■ **Dokumen**
• • • • • • •
TAK SELALU BERSESUAIAN PAHAM


Salam Kebajikan, 
惟德動天,

Nabi bersabda, "Yang dapat diajak belajar bersama, belum berarti dapat diajak bersama menempuh dao; yang dapat diajak menempuh dao, belum berarti dapat diajak bersama berteguh; dan yang dapat diajak berteguh, belum berarti dapat terus bersesuaian paham."

Ws. Ir. Wastu Pragantha Zhong, Xs. Masari Saputra, dan Xs. Indarto—sekarang ketiganya telah almarhum—adalah rohaniwan yang cukup intens berhubungan dengan PAKIN Bandung pada akhir dekade 1980 dan awal dekade 1990. Beliau bertiga acap kali datang ke Bandung memenuhi undangan menjadi pembicara, dalam program pendidikan agama bagi umat pada triwulan terakhir setiap tahun menjelang tanggal 22 Desember, saat umat yang terpanggil menyatakan diri memasuki pintu gerbang kebajikan dengan menerima liyuan.

Pak Zhong ketika itu sedang gencar-gencarnya mempromosikan Etika Konghucu (Confucian Ethics) yang sedang diwacanakan untuk diajarkan di sekolah dasar di Singapura, setiap datang ke Bandung Pak Zhong senantiasa membawa fotokopi buku, jurnal, atau artikel Konghucu dengan tulisan tangan beliau sebagai komentar dan catatan atas tulisan dalam buku, jurnal atau artikel tersebut. 

Pak Zhong seorang arsitek, pendiri Fakultas Teknik Universitas Tarumanagara, adalah seorang kutu buku yang sangat gandrung membeli dan membaca buku-buku Konghucu, dan berupaya menularkan ajaran Konghucu kepada setiap orang yang beliau temui. Pada awal dekade tahun 1990-an, rumah Pak Zhong di Jalan Bendungan Hilir 104 Jakarta menjadi tempat berkumpul para pemuda Konghucu di Jakarta. Dari tempat itulah peralihan generasi kepemimpinan Matakin dapat terlaksana dengan diselenggarakan Sarasehan/Munas Matakin pada tahun 1993 di gedung Enteos BRI II Jakarta.

Xs. Masari Saputra memberi warna sendiri dalam pendidikan agama dengan ulasan bahasa kitab (wen yan wen). Xs. Masari selalu hadir bersama keluarga. Melalui kehadiran Xs. Masari, para pemuda diajak mendalami agama melalui pengenalan dan pendalaman huruf kitab. Dengan rendah hati Xs. Masari selalu mengatakan bahwa dia semakin giat belajar mendalami kitab-kitab Konghucu karena sering diajak 'berdebat' oleh para pemuda saat diundang ke Bandung. Agar tidak dipermalukan, maka beliau terus belajar, belajar dan belajar.

Xs. Indarto adalah seorang pengusaha sukses. Beliau mendirikan pabrik elektronika di Surakarta. Pak Indarto adalah contoh pengusaha yang menjadi rohaniwan. Pembinaan diri dan kesuksesan adalah tema pokok yang sangat digemari oleh beliau. Pak Indarto selalu mendorong pemuda untuk menjadi orang sukses sesuai tuntunan Sishu Wujing khususnya Kitab Ajaran Besar (Da Xue).
• • • • • • •
■ **Bagian Data**
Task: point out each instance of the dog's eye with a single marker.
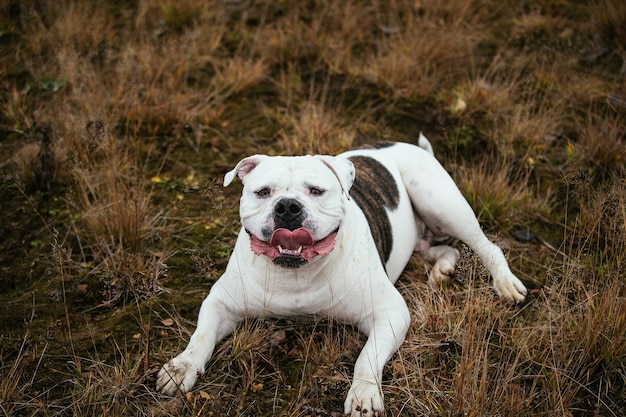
(263, 192)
• • • • • • •
■ **Perintah Tugas**
Sebutkan semua rohaniwan yang namanya disebut dalam dokumen, lengkap dengan gelar yang menyertainya. Kerjakan tugas dengan berpedoman hanya pada dokumen.

■ **Jawaban Tugas**
- Ws. Ir. Wastu Pragantha Zhong
- Xs. Masari Saputra
- Xs. Indarto